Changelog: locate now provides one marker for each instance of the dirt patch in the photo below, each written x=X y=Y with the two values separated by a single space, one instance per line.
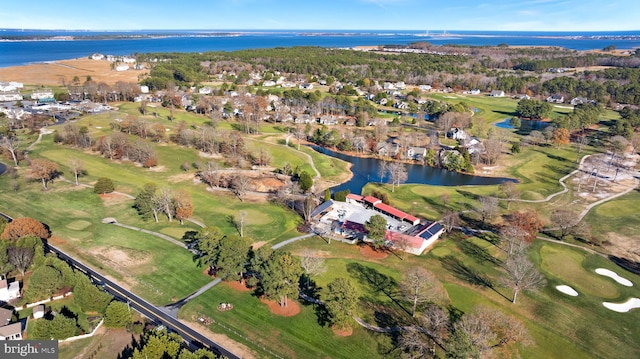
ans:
x=181 y=177
x=239 y=286
x=368 y=251
x=55 y=240
x=292 y=308
x=342 y=332
x=62 y=72
x=240 y=350
x=111 y=199
x=622 y=246
x=121 y=257
x=257 y=245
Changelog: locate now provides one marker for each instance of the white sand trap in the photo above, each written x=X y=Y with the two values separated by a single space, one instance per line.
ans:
x=623 y=307
x=615 y=276
x=567 y=290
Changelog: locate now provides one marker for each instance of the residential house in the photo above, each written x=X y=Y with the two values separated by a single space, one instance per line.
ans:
x=8 y=330
x=457 y=134
x=10 y=96
x=42 y=95
x=304 y=118
x=473 y=145
x=579 y=101
x=555 y=98
x=416 y=153
x=10 y=86
x=329 y=120
x=9 y=291
x=350 y=121
x=387 y=149
x=38 y=311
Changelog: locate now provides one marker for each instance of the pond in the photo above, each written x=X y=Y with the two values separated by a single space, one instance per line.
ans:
x=366 y=170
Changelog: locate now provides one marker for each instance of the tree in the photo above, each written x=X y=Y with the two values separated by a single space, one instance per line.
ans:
x=280 y=276
x=103 y=185
x=376 y=228
x=183 y=205
x=397 y=174
x=207 y=244
x=450 y=220
x=89 y=296
x=560 y=136
x=510 y=192
x=117 y=315
x=488 y=208
x=528 y=221
x=342 y=301
x=233 y=256
x=20 y=257
x=312 y=263
x=25 y=226
x=484 y=330
x=305 y=181
x=240 y=185
x=5 y=264
x=241 y=220
x=44 y=282
x=77 y=167
x=420 y=285
x=62 y=327
x=43 y=170
x=521 y=274
x=564 y=220
x=145 y=202
x=11 y=144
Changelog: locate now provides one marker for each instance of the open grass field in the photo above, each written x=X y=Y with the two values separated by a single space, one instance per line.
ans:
x=560 y=326
x=62 y=72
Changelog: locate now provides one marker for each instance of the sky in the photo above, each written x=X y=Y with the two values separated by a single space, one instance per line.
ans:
x=432 y=15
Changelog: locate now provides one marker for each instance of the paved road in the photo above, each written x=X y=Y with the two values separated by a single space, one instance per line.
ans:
x=195 y=339
x=147 y=309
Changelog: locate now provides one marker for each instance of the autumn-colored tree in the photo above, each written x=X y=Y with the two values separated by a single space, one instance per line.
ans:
x=22 y=227
x=43 y=170
x=560 y=136
x=183 y=205
x=528 y=221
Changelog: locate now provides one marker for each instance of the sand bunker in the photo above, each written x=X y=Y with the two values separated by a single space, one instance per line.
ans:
x=623 y=307
x=614 y=276
x=567 y=290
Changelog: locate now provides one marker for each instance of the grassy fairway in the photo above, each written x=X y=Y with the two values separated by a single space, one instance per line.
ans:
x=299 y=336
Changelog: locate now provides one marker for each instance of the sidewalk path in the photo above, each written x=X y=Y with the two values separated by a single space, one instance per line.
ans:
x=160 y=235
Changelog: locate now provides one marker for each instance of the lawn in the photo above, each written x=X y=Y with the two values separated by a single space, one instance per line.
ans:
x=300 y=336
x=559 y=325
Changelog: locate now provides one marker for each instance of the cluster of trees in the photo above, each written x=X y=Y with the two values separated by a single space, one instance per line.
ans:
x=275 y=274
x=152 y=201
x=118 y=146
x=22 y=249
x=159 y=343
x=533 y=109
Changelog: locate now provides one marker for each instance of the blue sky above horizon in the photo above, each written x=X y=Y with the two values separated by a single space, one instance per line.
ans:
x=523 y=15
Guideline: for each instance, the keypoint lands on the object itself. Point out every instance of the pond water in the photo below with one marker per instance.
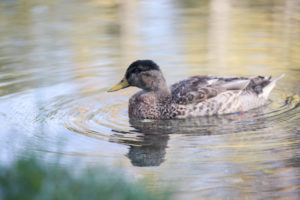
(58, 59)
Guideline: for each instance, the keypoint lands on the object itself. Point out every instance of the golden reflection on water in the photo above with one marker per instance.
(57, 59)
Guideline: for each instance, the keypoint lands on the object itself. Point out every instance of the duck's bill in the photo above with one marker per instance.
(123, 84)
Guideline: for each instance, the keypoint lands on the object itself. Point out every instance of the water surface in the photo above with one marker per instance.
(58, 58)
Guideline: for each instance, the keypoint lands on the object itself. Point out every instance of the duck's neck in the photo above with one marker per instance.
(163, 94)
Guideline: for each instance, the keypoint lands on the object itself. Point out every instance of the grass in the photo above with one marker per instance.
(33, 179)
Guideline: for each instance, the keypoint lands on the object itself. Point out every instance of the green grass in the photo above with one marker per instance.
(32, 179)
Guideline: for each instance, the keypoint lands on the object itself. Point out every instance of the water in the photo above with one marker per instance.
(58, 58)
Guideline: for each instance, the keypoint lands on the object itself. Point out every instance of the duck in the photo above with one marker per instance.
(196, 96)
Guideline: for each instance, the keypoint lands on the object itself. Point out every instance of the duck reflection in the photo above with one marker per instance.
(148, 146)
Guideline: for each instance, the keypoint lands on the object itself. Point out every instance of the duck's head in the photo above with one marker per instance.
(144, 74)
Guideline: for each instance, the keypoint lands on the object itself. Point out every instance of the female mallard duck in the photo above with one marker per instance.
(195, 96)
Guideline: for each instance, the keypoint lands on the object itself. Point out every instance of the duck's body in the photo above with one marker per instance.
(195, 96)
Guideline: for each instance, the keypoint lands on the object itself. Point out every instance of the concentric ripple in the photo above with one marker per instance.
(108, 120)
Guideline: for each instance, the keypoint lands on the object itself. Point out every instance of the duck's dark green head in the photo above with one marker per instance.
(144, 74)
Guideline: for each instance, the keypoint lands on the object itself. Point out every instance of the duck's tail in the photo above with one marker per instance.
(266, 90)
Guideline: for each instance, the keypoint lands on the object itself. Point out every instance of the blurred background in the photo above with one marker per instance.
(59, 57)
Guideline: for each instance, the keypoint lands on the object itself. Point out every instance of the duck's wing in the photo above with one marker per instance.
(200, 88)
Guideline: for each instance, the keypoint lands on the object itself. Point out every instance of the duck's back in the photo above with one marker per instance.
(211, 95)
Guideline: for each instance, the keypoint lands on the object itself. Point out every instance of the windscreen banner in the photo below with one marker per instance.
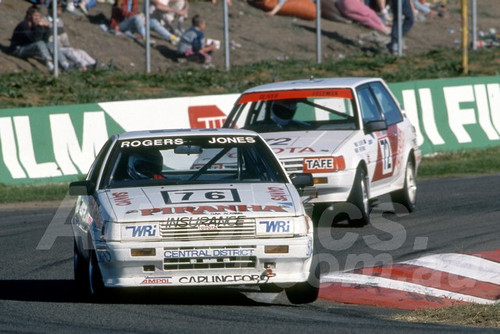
(59, 143)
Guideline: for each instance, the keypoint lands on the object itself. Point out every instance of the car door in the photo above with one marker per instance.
(373, 101)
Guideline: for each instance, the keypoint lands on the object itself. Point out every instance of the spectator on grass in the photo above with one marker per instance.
(126, 17)
(171, 13)
(408, 20)
(158, 11)
(79, 58)
(192, 43)
(85, 5)
(381, 8)
(30, 39)
(357, 11)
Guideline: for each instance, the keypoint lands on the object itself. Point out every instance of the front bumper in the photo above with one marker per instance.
(228, 262)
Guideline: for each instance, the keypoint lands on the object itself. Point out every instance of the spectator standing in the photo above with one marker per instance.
(30, 39)
(192, 43)
(408, 20)
(356, 10)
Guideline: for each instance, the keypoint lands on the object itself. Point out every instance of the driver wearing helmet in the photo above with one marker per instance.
(145, 165)
(282, 112)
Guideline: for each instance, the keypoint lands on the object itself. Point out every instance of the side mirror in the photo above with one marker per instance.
(375, 126)
(301, 180)
(81, 188)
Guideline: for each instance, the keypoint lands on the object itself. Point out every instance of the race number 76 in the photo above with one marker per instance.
(198, 195)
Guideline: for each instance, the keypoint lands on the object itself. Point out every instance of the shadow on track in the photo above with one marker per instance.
(64, 291)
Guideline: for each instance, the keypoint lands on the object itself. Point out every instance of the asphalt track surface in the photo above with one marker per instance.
(37, 292)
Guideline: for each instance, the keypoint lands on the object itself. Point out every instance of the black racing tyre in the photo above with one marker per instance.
(306, 292)
(360, 198)
(407, 196)
(318, 210)
(96, 286)
(80, 269)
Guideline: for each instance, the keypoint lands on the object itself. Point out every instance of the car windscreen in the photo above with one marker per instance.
(331, 109)
(191, 160)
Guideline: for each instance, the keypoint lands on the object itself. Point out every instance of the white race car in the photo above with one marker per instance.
(350, 133)
(192, 208)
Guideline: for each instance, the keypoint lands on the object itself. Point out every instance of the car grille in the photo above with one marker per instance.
(240, 228)
(293, 166)
(185, 258)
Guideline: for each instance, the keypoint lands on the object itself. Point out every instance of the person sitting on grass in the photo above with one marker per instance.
(30, 39)
(192, 43)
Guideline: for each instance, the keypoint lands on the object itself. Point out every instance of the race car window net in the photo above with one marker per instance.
(214, 159)
(332, 109)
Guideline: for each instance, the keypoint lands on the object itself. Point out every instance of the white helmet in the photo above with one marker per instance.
(144, 165)
(282, 111)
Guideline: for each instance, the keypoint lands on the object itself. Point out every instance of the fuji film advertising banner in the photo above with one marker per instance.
(59, 143)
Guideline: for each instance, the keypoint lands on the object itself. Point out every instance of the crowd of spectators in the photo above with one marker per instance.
(33, 37)
(168, 18)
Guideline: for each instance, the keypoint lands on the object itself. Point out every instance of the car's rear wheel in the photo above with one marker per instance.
(407, 196)
(360, 198)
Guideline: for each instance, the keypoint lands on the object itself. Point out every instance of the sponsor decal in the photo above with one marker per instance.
(204, 222)
(277, 194)
(204, 117)
(219, 279)
(318, 165)
(211, 209)
(196, 253)
(274, 226)
(121, 198)
(296, 94)
(231, 140)
(157, 280)
(295, 150)
(151, 142)
(200, 196)
(386, 153)
(141, 231)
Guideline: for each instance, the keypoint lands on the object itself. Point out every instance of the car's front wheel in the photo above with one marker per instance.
(305, 292)
(80, 268)
(360, 198)
(96, 286)
(407, 196)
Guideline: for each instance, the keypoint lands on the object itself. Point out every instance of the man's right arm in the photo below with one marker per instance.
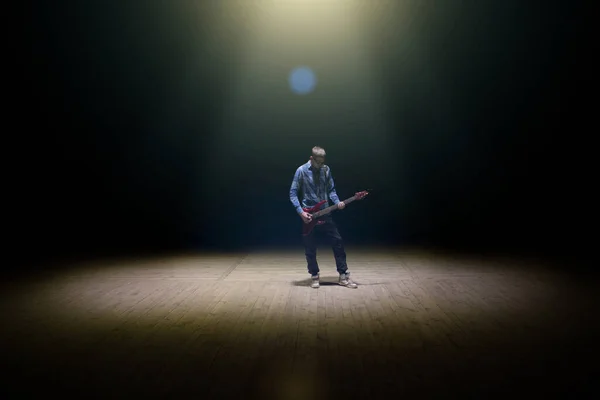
(294, 192)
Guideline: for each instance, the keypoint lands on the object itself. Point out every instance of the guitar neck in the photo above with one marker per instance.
(327, 210)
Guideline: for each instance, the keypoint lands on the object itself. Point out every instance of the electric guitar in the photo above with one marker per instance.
(307, 227)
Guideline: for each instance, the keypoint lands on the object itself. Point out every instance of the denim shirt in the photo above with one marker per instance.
(311, 192)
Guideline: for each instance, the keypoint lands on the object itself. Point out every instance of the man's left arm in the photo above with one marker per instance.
(331, 188)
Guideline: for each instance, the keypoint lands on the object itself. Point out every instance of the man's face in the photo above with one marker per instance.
(317, 162)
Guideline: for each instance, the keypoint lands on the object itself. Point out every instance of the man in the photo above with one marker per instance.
(315, 183)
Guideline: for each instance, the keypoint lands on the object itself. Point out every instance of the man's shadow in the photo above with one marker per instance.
(323, 281)
(331, 281)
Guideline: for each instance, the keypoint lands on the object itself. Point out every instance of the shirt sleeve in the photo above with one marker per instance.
(331, 189)
(294, 192)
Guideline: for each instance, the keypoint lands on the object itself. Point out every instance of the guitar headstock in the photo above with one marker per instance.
(361, 195)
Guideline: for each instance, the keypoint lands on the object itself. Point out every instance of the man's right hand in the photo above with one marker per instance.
(306, 217)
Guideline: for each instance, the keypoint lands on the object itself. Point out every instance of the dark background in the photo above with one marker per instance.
(119, 150)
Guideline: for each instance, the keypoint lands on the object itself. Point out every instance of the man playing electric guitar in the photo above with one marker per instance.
(315, 183)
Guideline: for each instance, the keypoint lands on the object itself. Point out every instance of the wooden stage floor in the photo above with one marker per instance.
(248, 325)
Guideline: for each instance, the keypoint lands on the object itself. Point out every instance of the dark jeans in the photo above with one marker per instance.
(329, 231)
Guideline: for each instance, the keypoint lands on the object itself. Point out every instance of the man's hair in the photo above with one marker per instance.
(318, 152)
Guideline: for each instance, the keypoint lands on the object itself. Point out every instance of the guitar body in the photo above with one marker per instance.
(316, 212)
(307, 228)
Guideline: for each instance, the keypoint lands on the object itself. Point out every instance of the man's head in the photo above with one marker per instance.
(317, 159)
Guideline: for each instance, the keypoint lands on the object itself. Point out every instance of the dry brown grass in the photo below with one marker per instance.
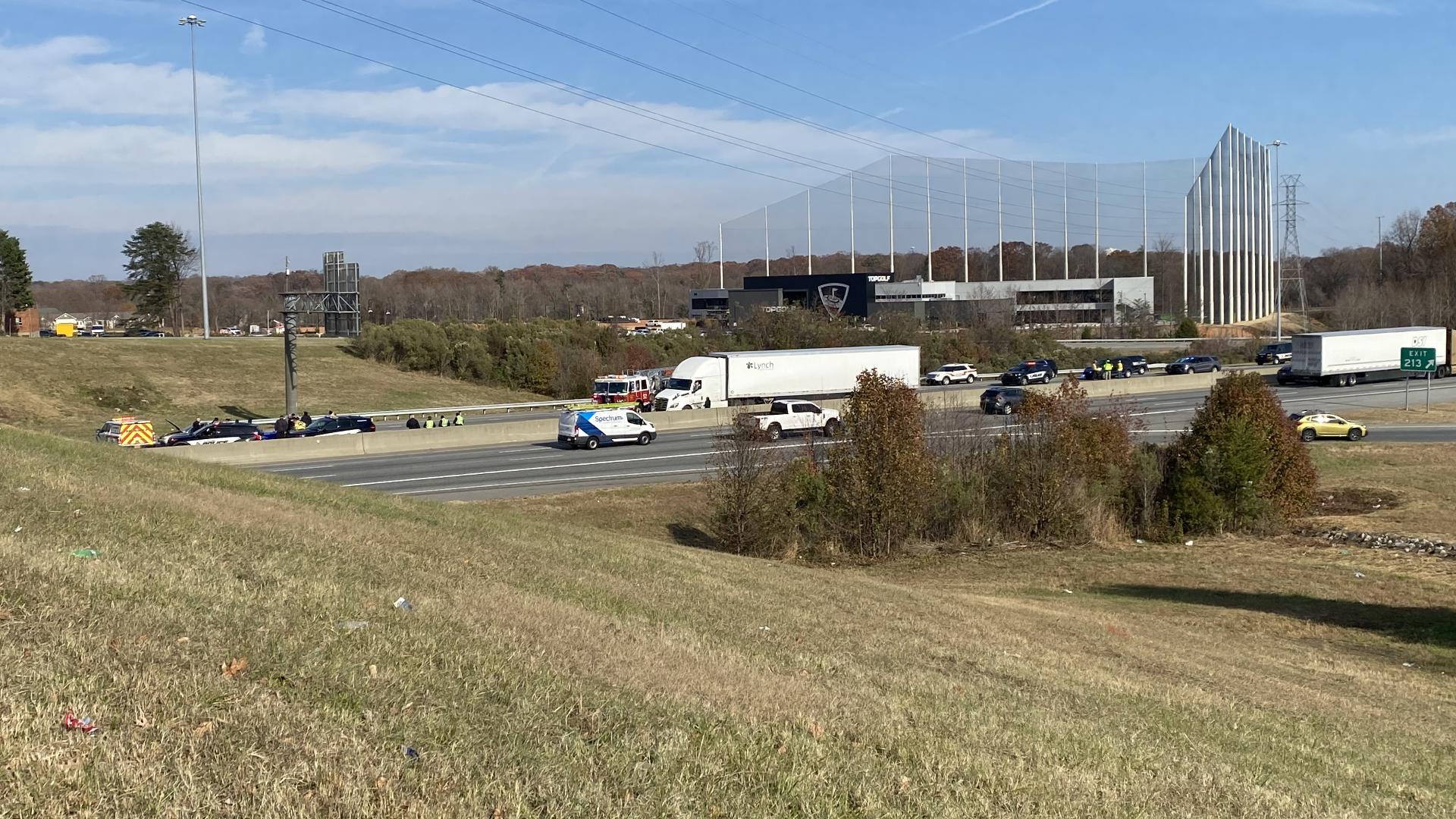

□ □ □ □ □ □ □

▶ **DIRECTIONS**
Only lines go in the copy, not pictures. Transcribe exactly from the start of the listing through the line containing "of the tree".

▶ **SOLVED EXERCISE**
Changelog: locate now provides one marker for each instance of the dirt patch in the photo below, each written x=X y=Y with the two values separated by a single space, one instance per line.
ans:
x=181 y=177
x=239 y=286
x=368 y=251
x=55 y=240
x=292 y=308
x=342 y=332
x=62 y=72
x=240 y=350
x=111 y=199
x=622 y=246
x=121 y=257
x=257 y=245
Changelog: locate now provides one marker for each instance of the white sand trap in the photo above, each written x=X y=Y with the two values separated by a single space, one instance per line.
ans:
x=623 y=307
x=615 y=276
x=567 y=290
Changelog: locate now provides one marker for each instance of the residential house in the photo above, each written x=X y=Y with the two values separated by a single space, one instance per line.
ans:
x=8 y=330
x=457 y=134
x=10 y=96
x=42 y=95
x=304 y=118
x=473 y=145
x=579 y=101
x=555 y=98
x=416 y=153
x=10 y=86
x=329 y=120
x=9 y=291
x=350 y=121
x=387 y=149
x=38 y=311
Changelog: locate now provides one marker for each instance of the pond in the photo above, each written x=X y=Y with the two values separated by a single space, one instance per line.
ans:
x=366 y=170
Changelog: locate now provides one marker for each instance of the tree in the photo above, each written x=X y=Y with the two values separated by a single space, one instance per line.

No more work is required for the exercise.